***** Exercise materials *****

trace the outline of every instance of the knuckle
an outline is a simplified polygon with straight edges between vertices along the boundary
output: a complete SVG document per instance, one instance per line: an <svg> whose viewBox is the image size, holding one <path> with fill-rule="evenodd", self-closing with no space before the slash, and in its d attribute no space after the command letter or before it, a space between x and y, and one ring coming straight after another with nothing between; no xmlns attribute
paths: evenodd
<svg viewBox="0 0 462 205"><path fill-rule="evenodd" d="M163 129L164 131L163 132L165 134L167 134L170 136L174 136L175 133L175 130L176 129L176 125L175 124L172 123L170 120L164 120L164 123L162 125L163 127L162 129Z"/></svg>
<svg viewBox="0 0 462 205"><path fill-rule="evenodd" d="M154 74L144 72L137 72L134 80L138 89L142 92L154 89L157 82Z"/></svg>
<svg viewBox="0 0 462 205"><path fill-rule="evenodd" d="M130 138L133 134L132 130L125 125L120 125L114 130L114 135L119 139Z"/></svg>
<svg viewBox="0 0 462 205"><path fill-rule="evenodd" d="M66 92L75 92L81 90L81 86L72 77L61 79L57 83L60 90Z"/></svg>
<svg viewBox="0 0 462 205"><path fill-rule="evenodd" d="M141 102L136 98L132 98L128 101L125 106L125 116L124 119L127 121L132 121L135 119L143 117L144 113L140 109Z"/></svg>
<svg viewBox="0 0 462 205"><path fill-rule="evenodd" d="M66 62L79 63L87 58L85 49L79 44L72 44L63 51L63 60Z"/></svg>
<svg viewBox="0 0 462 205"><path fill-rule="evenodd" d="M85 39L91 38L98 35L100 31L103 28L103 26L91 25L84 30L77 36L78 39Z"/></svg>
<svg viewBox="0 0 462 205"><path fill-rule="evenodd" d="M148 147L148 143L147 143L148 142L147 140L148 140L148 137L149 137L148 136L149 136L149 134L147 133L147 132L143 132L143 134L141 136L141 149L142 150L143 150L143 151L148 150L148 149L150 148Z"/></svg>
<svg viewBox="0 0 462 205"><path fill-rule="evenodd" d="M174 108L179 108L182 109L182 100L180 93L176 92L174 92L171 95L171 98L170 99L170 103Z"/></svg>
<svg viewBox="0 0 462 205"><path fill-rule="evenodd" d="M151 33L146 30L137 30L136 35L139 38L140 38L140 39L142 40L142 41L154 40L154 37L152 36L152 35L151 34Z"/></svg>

*****

» Aim: Rewrite the listing above with every "knuckle" changed to "hinge pin", leaving the rest unchanged.

» Reply to the exercise:
trace the outline of every instance of the hinge pin
an outline is a simplified polygon with straight edges between vertices along the boundary
output: a complete SVG document per instance, one instance per line: an <svg> whose viewBox is the image size, holding one <path> with fill-rule="evenodd", self-closing with no space before the slash, and in its d attribute no space after the command letter or before it, a space between x and y, and one ring coming straight after another with nothing between; no xmlns attribute
paths: evenodd
<svg viewBox="0 0 462 205"><path fill-rule="evenodd" d="M163 129L164 131L163 132L165 134L167 134L170 136L174 136L175 133L175 130L176 129L176 125L175 124L172 123L170 120L164 120L164 123L162 125L163 127L162 129Z"/></svg>
<svg viewBox="0 0 462 205"><path fill-rule="evenodd" d="M154 74L144 72L137 72L134 80L138 89L142 92L154 89L157 82Z"/></svg>
<svg viewBox="0 0 462 205"><path fill-rule="evenodd" d="M130 138L133 134L132 130L125 125L120 125L114 130L114 135L119 139Z"/></svg>
<svg viewBox="0 0 462 205"><path fill-rule="evenodd" d="M66 92L75 92L81 90L81 86L72 77L61 79L57 83L60 90Z"/></svg>
<svg viewBox="0 0 462 205"><path fill-rule="evenodd" d="M141 102L136 98L132 98L128 101L125 106L125 116L124 119L127 121L132 121L135 119L143 117L144 113L140 109Z"/></svg>
<svg viewBox="0 0 462 205"><path fill-rule="evenodd" d="M66 62L79 63L87 58L85 49L79 44L72 44L63 51L63 60Z"/></svg>
<svg viewBox="0 0 462 205"><path fill-rule="evenodd" d="M85 39L91 38L98 35L100 31L103 28L103 26L91 25L84 30L77 36L78 39Z"/></svg>
<svg viewBox="0 0 462 205"><path fill-rule="evenodd" d="M148 147L148 143L147 143L148 142L147 140L148 140L148 137L149 137L148 136L149 136L149 134L147 133L147 132L143 132L143 134L141 136L141 149L142 150L143 150L143 151L148 150L148 149L150 148Z"/></svg>
<svg viewBox="0 0 462 205"><path fill-rule="evenodd" d="M174 108L179 108L182 109L182 100L180 93L176 92L174 92L171 95L171 98L170 99L170 103Z"/></svg>
<svg viewBox="0 0 462 205"><path fill-rule="evenodd" d="M151 33L146 30L137 30L136 35L139 38L140 38L140 39L142 40L142 41L154 40L154 37L152 36L152 35L151 34Z"/></svg>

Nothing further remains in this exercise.